-- START OF Given records --

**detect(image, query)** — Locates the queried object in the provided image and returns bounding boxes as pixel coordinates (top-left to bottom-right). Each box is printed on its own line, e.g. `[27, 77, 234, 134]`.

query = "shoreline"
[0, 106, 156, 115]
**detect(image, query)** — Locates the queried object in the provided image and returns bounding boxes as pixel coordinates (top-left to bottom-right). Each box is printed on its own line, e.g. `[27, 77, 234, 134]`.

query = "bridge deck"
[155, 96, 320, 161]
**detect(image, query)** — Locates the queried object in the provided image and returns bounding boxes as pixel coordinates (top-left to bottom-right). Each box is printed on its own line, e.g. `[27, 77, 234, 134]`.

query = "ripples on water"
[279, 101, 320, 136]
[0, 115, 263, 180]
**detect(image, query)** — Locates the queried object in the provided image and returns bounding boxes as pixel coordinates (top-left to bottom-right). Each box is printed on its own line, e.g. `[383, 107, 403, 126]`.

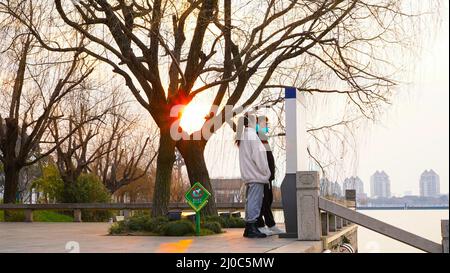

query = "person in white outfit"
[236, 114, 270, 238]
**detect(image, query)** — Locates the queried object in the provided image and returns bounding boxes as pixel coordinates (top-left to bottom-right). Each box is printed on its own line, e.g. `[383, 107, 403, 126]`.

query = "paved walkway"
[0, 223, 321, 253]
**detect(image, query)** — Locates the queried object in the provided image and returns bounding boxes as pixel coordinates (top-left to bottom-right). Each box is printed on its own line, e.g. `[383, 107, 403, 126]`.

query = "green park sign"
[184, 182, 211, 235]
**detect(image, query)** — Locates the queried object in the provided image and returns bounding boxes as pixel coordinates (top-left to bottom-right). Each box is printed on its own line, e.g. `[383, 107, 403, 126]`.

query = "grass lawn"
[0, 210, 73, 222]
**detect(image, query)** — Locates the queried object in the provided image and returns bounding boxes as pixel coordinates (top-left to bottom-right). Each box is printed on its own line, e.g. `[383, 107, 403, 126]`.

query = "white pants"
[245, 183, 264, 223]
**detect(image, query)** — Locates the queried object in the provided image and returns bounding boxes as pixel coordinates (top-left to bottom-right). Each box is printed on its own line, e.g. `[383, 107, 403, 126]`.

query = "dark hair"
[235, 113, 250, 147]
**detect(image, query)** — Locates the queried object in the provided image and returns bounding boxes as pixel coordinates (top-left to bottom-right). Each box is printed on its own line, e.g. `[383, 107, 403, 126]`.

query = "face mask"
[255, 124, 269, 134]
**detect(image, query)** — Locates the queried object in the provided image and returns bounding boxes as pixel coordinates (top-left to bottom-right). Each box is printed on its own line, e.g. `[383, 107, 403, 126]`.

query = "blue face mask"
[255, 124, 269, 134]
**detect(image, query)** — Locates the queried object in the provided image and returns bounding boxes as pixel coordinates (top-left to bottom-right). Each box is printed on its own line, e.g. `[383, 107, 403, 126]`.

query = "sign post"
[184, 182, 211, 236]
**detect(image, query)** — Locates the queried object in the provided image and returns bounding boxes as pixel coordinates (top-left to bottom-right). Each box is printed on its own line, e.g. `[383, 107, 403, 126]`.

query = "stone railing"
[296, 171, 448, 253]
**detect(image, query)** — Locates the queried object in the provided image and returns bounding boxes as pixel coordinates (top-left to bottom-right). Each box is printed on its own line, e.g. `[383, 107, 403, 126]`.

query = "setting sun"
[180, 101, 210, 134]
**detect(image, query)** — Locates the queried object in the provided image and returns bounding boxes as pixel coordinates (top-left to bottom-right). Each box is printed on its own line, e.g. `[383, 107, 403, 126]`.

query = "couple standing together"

-- END OF Given records --

Requirements:
Reproduce every one of the records above word for word, leaving the pictures out of your answer.

Response to the task:
**detect(image, query)** — Locates the queried object in the provided image and returns bounding boxes as pixel coordinates (top-left to bottom-right). Each box is printed on its own line, e.g. `[27, 77, 234, 134]`.

query = "shoreline"
[0, 106, 156, 115]
**detect(image, query)** — Locates the queried object in the provided image and returns bounding boxes as pixel coordinates (top-left to bottom-right). Each box is printed on its own line, e.g. `[27, 77, 234, 134]`.

query = "bridge deck"
[155, 96, 320, 161]
**detect(image, query)** — Locates the queried object in the provided image and returns bounding boxes as pixel coordinates (top-left to bottom-right). Each box is printed on its own line, e.g. `[27, 77, 234, 134]`.

query = "ripples on water"
[279, 101, 320, 136]
[0, 115, 263, 180]
**detect(image, query)** — Locates the queried object in the provided image and returns bounding boxes as pixel coordinates (top-left to bottom-right). Each box is printed on its own line, e.g. `[383, 107, 403, 126]`.


query = "person in white outfit"
[236, 114, 270, 238]
**detect(image, query)** — Locates the queried object in the provided image and returns bounding boxes as pixel coordinates (top-left to bottom-right). Each box is printed on its own line, e.g. `[383, 107, 403, 126]`.

query = "paved walkway"
[0, 223, 321, 253]
**detect(image, query)** — Locates the queried object in the provided image and returns bounding boxes as pixel coordinates (top-left to bottom-right). Each box is printed on its own line, e.g. `[383, 107, 403, 126]`.

query = "green park sign"
[184, 182, 211, 235]
**detect(image, query)** — Locates the queried object in the provided image and returns bounding boxes as pixel coordinates (top-left to bottom-right). Each box is printed on its own line, e.g. `[383, 107, 403, 126]`.

query = "grass lawn"
[0, 210, 73, 222]
**detect(image, query)** — Locates the queried object in the provided image and returns bounding boxes as pixel coordinates (top-left to bottom-right). Each box is printed on its own line, e.g. `[383, 107, 403, 126]`.

query = "white pants"
[245, 183, 264, 223]
**detect(image, query)** — Locates the queried object in the provided image and returns bounding boxes as pixel coordinates (top-left to bottom-right). Each box is printed on its own line, e.g. `[383, 107, 403, 126]`.

query = "dark hair"
[235, 113, 250, 147]
**detect(image, query)** — Locates the queried object in the provided image and returns bounding boxes as pixel coordinates (top-left to bottom-right). Each box is printed on its own line, e.g. `[383, 107, 403, 126]`.

query = "face mask"
[255, 124, 269, 134]
**detect(image, query)** — Locates the queried object in the provided image and returns bounding boxes as pixel coordinates (top-left to bottom-right). Each box is printed on its own line, e.g. `[383, 107, 403, 126]`.

query = "blue face mask"
[255, 124, 269, 134]
**detect(image, query)** — Locates the queried object in the provided image and returns bounding boxes as pixel coordinates (top-left to bottom-right). Each box is printed on its own line, e.g. `[383, 107, 403, 126]`.

query = "sign post"
[184, 182, 211, 236]
**detect(image, query)** — Locates the queried object in the provided image and returns bounding boxes as pixel coordinates (top-left to bottom-right). Each box is printed on its own line, e.g. `[383, 107, 403, 126]`.

query = "stone railing"
[296, 171, 448, 253]
**detect(image, query)** — Locates the queried object in the provided image and returns bounding boxes as pixel coordinates (top-left to bottom-right). Each box is printed on its own line, e.g. `[383, 107, 403, 126]`.

query = "setting sun"
[180, 101, 210, 134]
**detect(image, query)** — Locates the queried object in the provided image and returns bounding boxes as pixel coordinates (top-left to bottom-right). Each box is printed on its own line, e.g. `[383, 107, 403, 126]`.

query = "couple standing together"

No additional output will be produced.